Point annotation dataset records
________________
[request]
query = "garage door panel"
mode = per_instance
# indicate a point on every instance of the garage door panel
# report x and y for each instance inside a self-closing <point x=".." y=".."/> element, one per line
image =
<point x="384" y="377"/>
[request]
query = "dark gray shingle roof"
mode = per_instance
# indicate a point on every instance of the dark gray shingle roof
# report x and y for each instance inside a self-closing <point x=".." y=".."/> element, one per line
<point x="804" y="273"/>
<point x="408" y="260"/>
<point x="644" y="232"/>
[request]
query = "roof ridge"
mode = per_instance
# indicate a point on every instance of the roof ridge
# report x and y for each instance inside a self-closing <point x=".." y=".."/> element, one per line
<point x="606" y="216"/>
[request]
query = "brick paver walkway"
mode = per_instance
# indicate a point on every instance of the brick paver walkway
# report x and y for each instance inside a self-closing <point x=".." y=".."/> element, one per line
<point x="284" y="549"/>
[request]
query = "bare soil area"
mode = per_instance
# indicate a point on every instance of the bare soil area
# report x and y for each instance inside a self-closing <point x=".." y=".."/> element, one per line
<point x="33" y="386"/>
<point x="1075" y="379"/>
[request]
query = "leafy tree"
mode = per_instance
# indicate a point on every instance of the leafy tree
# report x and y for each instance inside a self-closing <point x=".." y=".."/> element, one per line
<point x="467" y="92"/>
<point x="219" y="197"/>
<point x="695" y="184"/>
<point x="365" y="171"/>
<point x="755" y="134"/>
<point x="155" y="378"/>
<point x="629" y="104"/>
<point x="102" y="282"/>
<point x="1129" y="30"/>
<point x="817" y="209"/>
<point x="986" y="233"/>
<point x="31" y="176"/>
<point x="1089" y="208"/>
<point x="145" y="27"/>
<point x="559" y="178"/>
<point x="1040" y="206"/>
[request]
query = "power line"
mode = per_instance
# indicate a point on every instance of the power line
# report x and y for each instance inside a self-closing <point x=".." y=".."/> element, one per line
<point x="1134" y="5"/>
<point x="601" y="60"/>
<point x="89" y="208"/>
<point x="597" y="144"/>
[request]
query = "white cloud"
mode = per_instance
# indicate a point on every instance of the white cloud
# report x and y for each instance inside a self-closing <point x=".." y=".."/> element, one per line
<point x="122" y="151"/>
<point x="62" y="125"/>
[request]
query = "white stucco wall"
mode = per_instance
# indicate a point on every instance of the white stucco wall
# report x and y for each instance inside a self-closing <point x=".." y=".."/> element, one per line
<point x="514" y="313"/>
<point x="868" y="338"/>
________________
**Directions**
Give the complete listing a second time, exactly as it reads.

**Finished task**
[request]
query = "garage door panel"
mode = per_instance
# indicate a point on every instance of the garage door panel
# report x and y for each instance inside a self-closing <point x=".." y=".."/> element, one per line
image =
<point x="384" y="377"/>
[request]
query = "dark gray shingle roof"
mode = per_instance
# indicate a point on every instance of the dark gray shingle roof
# report x and y for each instance inside a self-closing <point x=".." y=".."/> element, one per line
<point x="804" y="273"/>
<point x="408" y="260"/>
<point x="644" y="232"/>
[request]
query = "roof ridge"
mode = per_instance
# indicate a point on every instance of the roof ridge
# report x and y for each instance inside a self-closing <point x=".." y=".."/> element, one per line
<point x="606" y="216"/>
[request]
query = "brick paver walkway"
mode = per_instance
# indicate a point on every instance of the brick paver walkway
# report x and y for each instance inside a self-closing <point x=".." y=".."/> element, one per line
<point x="284" y="549"/>
[request]
query = "bare soil area"
mode = per_instance
# indicate a point on every instance of the bare soil area
# report x and y for each instance inside a self-closing <point x=".." y=".."/> element, one per line
<point x="33" y="386"/>
<point x="1075" y="379"/>
[request]
query = "leafy tree"
mode = per_instance
# indicate a point on every instance of the leafy tree
# report x and y for each instance inside a self-closing <point x=".." y=".."/> element, one per line
<point x="467" y="92"/>
<point x="219" y="197"/>
<point x="695" y="184"/>
<point x="365" y="171"/>
<point x="755" y="134"/>
<point x="155" y="378"/>
<point x="629" y="104"/>
<point x="102" y="282"/>
<point x="1129" y="30"/>
<point x="817" y="209"/>
<point x="986" y="233"/>
<point x="31" y="176"/>
<point x="1089" y="208"/>
<point x="145" y="27"/>
<point x="559" y="178"/>
<point x="1040" y="206"/>
[request]
query = "power line"
mode = per_instance
# indicate a point on every instance of the power line
# report x and y for each instance inside a self-closing <point x=".." y=".."/> element, one per line
<point x="1134" y="5"/>
<point x="601" y="60"/>
<point x="89" y="208"/>
<point x="597" y="144"/>
[request]
query = "white cloud"
mode = per_instance
# indicate a point on every instance of the white cloud
# report x and y for each instance inside a self-closing <point x=".." y=".."/> element, one per line
<point x="122" y="151"/>
<point x="62" y="125"/>
[request]
query = "white stucco wall"
mode = per_instance
# indicate a point on every instance of the white stucco wall
# report x and y for each instance inside a self-closing <point x=".." y=".."/> element, one per line
<point x="514" y="313"/>
<point x="868" y="338"/>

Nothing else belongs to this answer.